Referring expression pointing data
※
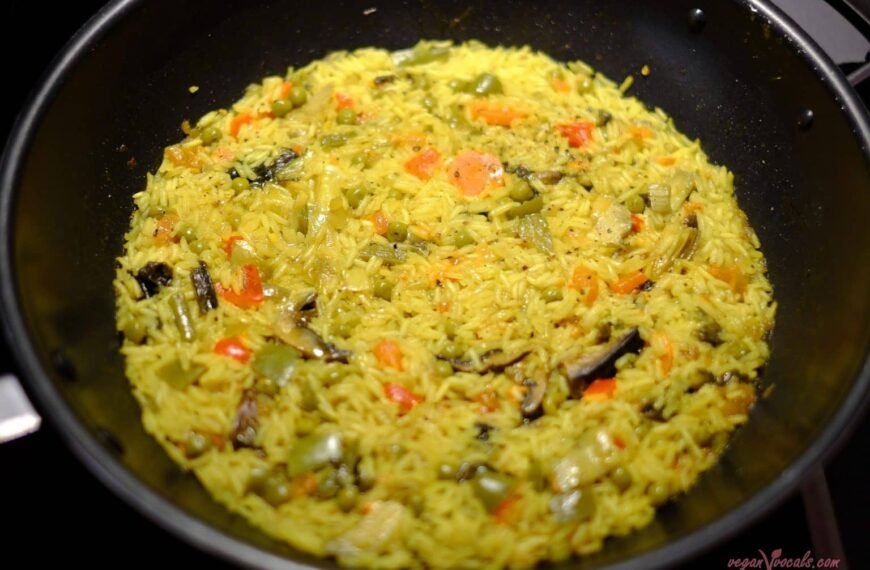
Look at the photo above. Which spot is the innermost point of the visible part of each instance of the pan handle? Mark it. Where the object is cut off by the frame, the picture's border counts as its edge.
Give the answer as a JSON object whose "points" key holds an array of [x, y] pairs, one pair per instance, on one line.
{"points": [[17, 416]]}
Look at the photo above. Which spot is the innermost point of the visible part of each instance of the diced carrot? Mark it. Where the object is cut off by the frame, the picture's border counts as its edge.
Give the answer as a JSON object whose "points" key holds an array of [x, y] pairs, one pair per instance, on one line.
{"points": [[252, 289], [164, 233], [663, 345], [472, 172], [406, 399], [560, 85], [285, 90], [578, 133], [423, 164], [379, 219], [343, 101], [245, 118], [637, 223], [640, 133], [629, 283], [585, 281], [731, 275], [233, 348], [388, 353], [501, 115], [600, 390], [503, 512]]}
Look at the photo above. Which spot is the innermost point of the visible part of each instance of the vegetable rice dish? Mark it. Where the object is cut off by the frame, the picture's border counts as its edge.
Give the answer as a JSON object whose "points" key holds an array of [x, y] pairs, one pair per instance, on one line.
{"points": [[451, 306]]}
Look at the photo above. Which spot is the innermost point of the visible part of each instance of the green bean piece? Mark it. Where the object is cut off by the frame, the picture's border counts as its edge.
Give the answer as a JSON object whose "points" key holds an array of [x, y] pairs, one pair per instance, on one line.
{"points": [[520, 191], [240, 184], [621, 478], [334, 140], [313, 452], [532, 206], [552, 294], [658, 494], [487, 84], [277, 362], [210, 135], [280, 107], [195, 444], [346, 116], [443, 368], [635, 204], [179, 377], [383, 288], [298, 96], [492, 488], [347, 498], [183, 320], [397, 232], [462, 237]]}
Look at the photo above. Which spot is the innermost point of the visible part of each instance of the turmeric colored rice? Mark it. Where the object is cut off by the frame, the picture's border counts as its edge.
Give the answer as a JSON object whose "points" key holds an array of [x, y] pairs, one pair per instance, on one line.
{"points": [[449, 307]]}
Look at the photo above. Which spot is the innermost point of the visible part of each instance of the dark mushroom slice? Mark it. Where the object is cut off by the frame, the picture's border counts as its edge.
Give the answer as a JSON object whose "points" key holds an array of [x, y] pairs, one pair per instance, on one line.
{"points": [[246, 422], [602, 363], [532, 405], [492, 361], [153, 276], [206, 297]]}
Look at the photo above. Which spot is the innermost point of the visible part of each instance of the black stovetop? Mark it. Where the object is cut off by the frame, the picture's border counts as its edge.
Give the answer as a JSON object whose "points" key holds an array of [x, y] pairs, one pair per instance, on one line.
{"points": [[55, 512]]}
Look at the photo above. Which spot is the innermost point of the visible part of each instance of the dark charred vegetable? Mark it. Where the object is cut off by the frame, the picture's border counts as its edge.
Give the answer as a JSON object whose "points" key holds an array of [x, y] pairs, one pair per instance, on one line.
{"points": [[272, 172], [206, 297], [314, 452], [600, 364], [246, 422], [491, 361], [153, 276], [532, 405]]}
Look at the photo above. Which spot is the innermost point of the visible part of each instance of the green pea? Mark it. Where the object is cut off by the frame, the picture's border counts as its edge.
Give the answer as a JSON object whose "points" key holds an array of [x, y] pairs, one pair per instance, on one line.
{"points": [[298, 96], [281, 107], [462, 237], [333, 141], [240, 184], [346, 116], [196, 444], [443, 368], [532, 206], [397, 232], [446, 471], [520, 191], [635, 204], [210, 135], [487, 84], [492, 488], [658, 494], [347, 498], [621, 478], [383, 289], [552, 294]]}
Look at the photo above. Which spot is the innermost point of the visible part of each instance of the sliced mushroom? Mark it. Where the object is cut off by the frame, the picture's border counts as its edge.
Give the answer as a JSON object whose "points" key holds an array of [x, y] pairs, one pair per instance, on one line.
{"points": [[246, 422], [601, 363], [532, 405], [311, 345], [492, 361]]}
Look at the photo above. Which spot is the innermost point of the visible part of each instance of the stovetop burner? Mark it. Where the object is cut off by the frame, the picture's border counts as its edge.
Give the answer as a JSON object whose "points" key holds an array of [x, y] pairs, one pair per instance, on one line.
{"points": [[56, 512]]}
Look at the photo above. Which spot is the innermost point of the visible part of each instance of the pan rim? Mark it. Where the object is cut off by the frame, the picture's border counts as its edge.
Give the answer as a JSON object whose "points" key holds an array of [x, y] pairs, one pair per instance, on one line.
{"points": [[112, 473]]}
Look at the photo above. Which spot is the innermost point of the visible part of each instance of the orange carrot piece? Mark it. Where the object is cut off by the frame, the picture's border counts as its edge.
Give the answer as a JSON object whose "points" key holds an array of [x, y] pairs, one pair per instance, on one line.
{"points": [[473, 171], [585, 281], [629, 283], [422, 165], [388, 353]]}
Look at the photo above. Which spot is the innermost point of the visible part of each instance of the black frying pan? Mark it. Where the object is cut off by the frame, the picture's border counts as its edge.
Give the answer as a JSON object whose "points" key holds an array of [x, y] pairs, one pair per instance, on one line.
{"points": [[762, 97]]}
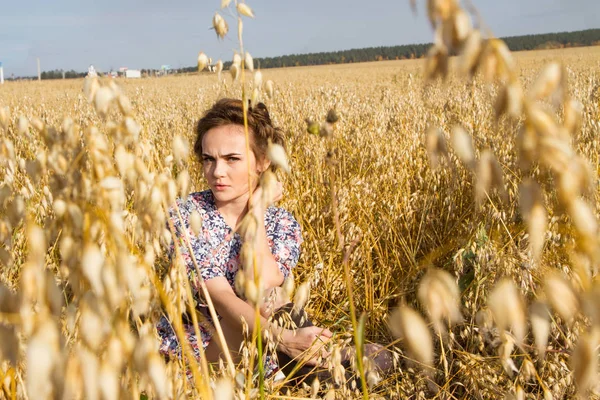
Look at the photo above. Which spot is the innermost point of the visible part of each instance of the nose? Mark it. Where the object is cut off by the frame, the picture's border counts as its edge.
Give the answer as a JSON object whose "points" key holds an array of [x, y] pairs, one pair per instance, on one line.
※
Assignment ::
Output the lines above exactly, but only those between the line holding "the green pea?" and the line holding "of the sliced", inclusive.

Your response ::
Look at the photo above. Which spot is the innermost point of the visible part of each instance of the green pea? Mark it. Where the object is cut off by the frame, the picture's border counts as its edge.
Give the answer as a JSON object whose "points" key holds an array of [x, y] pairs, one pair per instance, on one line.
{"points": [[298, 96], [281, 107], [462, 237], [333, 141], [240, 184], [346, 116], [196, 444], [443, 368], [532, 206], [397, 232], [446, 471], [520, 191], [635, 204], [210, 135], [487, 84], [492, 488], [658, 494], [347, 498], [621, 478], [383, 289], [552, 294]]}
Look at the photo above. Which spot is the innermost point of the visible part of each instance of the sliced mushroom? Mark it. Where the object is cut off by the frame, the picture's border counts as its edge.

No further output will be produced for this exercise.